▸ **TASK DIRECTIONS**:
The entries shown below are to be printed in full, unaltered.

Items listed in a dataset:
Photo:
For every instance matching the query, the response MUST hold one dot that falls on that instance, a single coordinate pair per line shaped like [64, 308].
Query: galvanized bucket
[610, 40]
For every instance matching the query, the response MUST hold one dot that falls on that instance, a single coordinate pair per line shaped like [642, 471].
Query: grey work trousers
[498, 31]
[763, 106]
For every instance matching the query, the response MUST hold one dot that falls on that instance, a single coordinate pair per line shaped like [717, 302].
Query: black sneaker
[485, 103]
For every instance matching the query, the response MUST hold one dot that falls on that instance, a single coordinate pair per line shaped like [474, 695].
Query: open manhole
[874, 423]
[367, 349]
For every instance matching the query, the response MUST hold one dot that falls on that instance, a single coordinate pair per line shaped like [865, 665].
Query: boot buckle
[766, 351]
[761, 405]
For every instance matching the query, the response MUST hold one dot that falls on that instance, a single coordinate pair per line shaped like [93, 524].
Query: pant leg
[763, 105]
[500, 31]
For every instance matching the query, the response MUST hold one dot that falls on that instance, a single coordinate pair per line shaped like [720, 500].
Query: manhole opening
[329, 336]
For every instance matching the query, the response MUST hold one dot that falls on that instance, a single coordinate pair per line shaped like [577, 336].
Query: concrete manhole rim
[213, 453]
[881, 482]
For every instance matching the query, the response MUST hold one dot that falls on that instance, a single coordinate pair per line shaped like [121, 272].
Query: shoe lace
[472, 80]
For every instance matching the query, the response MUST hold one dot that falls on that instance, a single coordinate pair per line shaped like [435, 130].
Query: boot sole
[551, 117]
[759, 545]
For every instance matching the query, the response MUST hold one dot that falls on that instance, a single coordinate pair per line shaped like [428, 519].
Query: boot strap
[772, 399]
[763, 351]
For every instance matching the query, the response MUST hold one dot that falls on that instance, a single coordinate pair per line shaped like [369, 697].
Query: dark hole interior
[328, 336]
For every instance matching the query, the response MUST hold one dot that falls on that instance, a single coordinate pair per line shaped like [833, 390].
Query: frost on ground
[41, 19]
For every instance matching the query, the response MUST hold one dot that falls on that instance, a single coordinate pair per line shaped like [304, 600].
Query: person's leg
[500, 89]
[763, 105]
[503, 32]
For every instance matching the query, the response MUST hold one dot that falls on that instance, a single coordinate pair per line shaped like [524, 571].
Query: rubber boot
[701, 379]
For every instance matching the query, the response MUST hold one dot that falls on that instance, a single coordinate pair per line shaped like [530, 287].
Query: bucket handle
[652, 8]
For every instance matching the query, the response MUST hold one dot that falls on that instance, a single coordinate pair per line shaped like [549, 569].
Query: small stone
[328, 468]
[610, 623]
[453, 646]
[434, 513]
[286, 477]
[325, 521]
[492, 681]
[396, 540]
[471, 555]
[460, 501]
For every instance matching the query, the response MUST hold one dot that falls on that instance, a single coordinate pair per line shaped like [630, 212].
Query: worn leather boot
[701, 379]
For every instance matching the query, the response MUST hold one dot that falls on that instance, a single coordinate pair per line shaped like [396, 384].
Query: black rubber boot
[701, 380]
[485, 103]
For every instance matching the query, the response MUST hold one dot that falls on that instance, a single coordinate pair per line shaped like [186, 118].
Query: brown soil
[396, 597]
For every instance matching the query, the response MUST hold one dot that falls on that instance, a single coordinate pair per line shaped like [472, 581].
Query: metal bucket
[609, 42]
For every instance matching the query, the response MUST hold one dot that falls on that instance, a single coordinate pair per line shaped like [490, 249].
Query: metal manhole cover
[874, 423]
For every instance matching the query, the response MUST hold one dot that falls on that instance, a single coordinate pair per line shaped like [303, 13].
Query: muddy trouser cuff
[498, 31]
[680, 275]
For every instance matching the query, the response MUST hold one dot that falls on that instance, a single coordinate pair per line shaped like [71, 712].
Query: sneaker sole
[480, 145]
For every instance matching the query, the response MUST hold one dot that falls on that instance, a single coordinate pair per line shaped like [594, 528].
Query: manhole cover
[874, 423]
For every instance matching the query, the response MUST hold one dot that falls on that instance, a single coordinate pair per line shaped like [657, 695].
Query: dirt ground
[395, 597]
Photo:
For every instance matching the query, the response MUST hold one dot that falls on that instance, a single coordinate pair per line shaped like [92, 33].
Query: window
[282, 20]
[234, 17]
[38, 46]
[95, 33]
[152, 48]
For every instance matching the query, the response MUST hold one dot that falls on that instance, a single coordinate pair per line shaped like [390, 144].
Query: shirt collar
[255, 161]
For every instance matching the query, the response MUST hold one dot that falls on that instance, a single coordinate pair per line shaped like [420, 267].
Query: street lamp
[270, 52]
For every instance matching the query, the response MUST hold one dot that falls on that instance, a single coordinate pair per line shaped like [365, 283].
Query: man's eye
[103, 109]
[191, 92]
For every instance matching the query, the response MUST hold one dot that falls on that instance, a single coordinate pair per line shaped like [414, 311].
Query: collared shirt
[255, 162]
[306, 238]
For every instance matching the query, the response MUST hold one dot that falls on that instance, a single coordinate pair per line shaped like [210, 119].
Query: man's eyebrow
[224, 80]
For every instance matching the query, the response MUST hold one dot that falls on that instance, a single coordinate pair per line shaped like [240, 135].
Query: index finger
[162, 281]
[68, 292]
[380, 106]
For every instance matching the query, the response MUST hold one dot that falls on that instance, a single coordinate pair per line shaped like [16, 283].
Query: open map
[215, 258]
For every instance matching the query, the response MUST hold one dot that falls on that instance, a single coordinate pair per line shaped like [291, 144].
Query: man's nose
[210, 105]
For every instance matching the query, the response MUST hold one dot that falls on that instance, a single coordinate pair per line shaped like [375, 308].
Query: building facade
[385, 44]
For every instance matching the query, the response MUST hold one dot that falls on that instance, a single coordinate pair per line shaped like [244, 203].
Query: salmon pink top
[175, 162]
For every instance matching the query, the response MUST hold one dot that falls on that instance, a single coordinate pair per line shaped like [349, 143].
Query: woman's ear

▸ **EXERCISE OUTPUT**:
Photo:
For every instance matching the query, the response MUST hold one dot that falls on that instance, a single coordinate pair per line shaped like [64, 308].
Query: galvanized bucket
[610, 40]
For every instance matching the query, the response MUST hold one dot that falls on that instance, a single coordinate pair per line shaped like [642, 471].
Query: grey work trousers
[498, 31]
[763, 106]
For every instance matching the query, the response MUST hold one dot that falls on that instance, a single coordinate pair per line shaped like [717, 302].
Query: black sneaker
[485, 103]
For every instance matching the query, the response MUST hold one dot that falls on that instance, a single coordinate pair per line shaped like [474, 695].
Query: open manhole
[874, 423]
[367, 349]
For every instance matching the query, the response MUST hold one dot that falls on that instance, a single coordinate pair per line shaped like [865, 665].
Query: boot buckle
[766, 351]
[761, 405]
For every instance matching the query, the response MUST hold one dot that falls on that instance, a single coordinate pair per line shaped like [93, 524].
Query: pant leg
[763, 105]
[500, 31]
For every instance matching the query, the response MUST hold one dot that falls on that instance, a single coordinate pair per line shaped like [720, 500].
Query: manhole opening
[329, 336]
For every instance matching the query, the response MUST hold one dot that falls on that instance, a single coordinate pair per line shaped like [577, 336].
Query: concrete manhole rim
[213, 453]
[881, 482]
For every instance matching the query, the response MUST hold one dot that falls on that instance, a single coordinate pair per line shaped like [121, 272].
Query: shoe lace
[472, 80]
For every instance matching the query, the response MUST hold one dot that falls on that instance, a single coordinate pair per line shaped like [435, 130].
Query: boot sole
[551, 117]
[759, 545]
For every instance matching the query, the response MUST hold one dot that falls on that instance, a single coordinate pair per line shaped like [428, 519].
Query: boot strap
[772, 399]
[763, 351]
For every instance matching the query, the response MUST hold one dot that falls on that instance, a single coordinate pair per line shaped like [369, 697].
Query: dark hole interior
[328, 336]
For every instance matching the query, the response MUST hold one dot that falls on that instance, a single coordinate pair per line shaped like [833, 390].
Query: frost on ground
[41, 19]
For every instance matching the query, the response MUST hold one dot that falls on that instance, a single coordinate pair per line shaped like [304, 600].
Query: person's leg
[500, 89]
[763, 105]
[503, 32]
For every instance matching the query, the response MUST hold one dot that falls on that instance, a single coordinate pair per line shaped like [524, 571].
Query: rubber boot
[701, 379]
For every instance matching the query, the response MUST hold one dot that falls on that instance, a single coordinate pair per line shaped like [530, 287].
Query: bucket handle
[652, 8]
For every instance matching the query, the response MUST hold one dot that falls on that instance, a single coordinate pair per line shaped like [549, 569].
Query: small stone
[328, 468]
[610, 623]
[453, 646]
[434, 513]
[286, 477]
[325, 521]
[492, 681]
[396, 540]
[471, 555]
[460, 501]
For every instance matching the query, the response MUST hold one dot that falls on that instance, a single coordinate pair per line shaped like [630, 212].
Query: worn leather boot
[701, 379]
For every instance matching the query, the response MUST hold one dot that falls on that instance, a single coordinate pair per line shaped like [396, 384].
Query: black rubber boot
[701, 380]
[485, 103]
For every instance matching the query, the response MUST hold one dot that falls on that instance, a single coordinate pair per line shaped like [186, 118].
Query: brown soil
[396, 597]
For every instance matching the query, the response MUST hold one dot that falls on that instance, a single coordinate pair per line shaped like [472, 581].
Query: metal bucket
[609, 42]
For every instance matching the query, the response MUST hold one dot that falls on that instance, a single coordinate pair per line shaped like [490, 249].
Query: metal manhole cover
[874, 423]
For every instance matching the query, the response MUST hold one dot that falls on that instance, a single coordinate pair per line shaped like [303, 13].
Query: muddy trouser cuff
[498, 31]
[680, 275]
For every instance matching the query, the response MUST hold one dot that falls on that instance, a single coordinate pair per line shaped like [71, 712].
Query: sneaker sole
[480, 145]
For every instance matching the query, the response MUST hold one dot that falls on that instance, a single coordinate pair per line shaped like [594, 528].
Query: manhole cover
[874, 423]
For every instance matching the query, the response MUST hold one dot that falls on that instance, a single coordinate pair per line shaped like [657, 695].
Query: dirt ground
[395, 597]
Photo:
For every instance matching the query, the response MUST hold one dot that falls on that instance, a single coordinate pair per line shaped like [92, 33].
Query: window
[282, 20]
[234, 17]
[38, 46]
[95, 33]
[152, 48]
For every instance matching the query, the response MUST hold one dot that falls on that instance, a single coordinate pair per line shaped like [390, 144].
Query: shirt collar
[255, 161]
For every instance matching the query, the response MUST hold one dot that falls on that instance, a single coordinate pair per line shaped like [420, 267].
Query: street lamp
[270, 52]
For every instance matching the query, the response MUST hold one dot that falls on that instance, a single coordinate pair per line shaped like [365, 283].
Query: man's eye
[103, 109]
[191, 92]
For every instance matching the query, the response MUST hold one dot that falls on that instance, a single coordinate pair per line shaped like [414, 311].
Query: collared shirt
[255, 162]
[306, 238]
For every instance matching the query, the response MUST hold one dot that falls on that instance, a single coordinate pair per line shaped like [210, 119].
Query: man's eyebrow
[224, 80]
For every instance matching the query, the response MUST hold one dot that falls on that instance, a single coordinate pair per line shaped like [240, 135].
Query: index finger
[162, 281]
[68, 292]
[380, 106]
For every instance matching the query, the response MUST hold one dot that falls on that instance, a single coordinate pair per line shaped like [16, 283].
Query: open map
[215, 258]
For every instance matching the query, the response MUST hold one dot that falls on that instance, a single coordinate pair per line shaped like [291, 144].
Query: man's nose
[210, 105]
For every instance matching the query, the response MUST hold one dot that falls on that instance, a single coordinate pair per line shaped like [375, 308].
Query: building facade
[385, 44]
For every instance matching the query, the response MUST hold one dot that falls on that instance, a single coordinate pair per line shaped like [244, 203].
Query: salmon pink top
[175, 162]
For every instance matching the query, the response MUST hold one dot that falls on that instance, a single coordinate pair per line shaped like [349, 143].
Query: woman's ear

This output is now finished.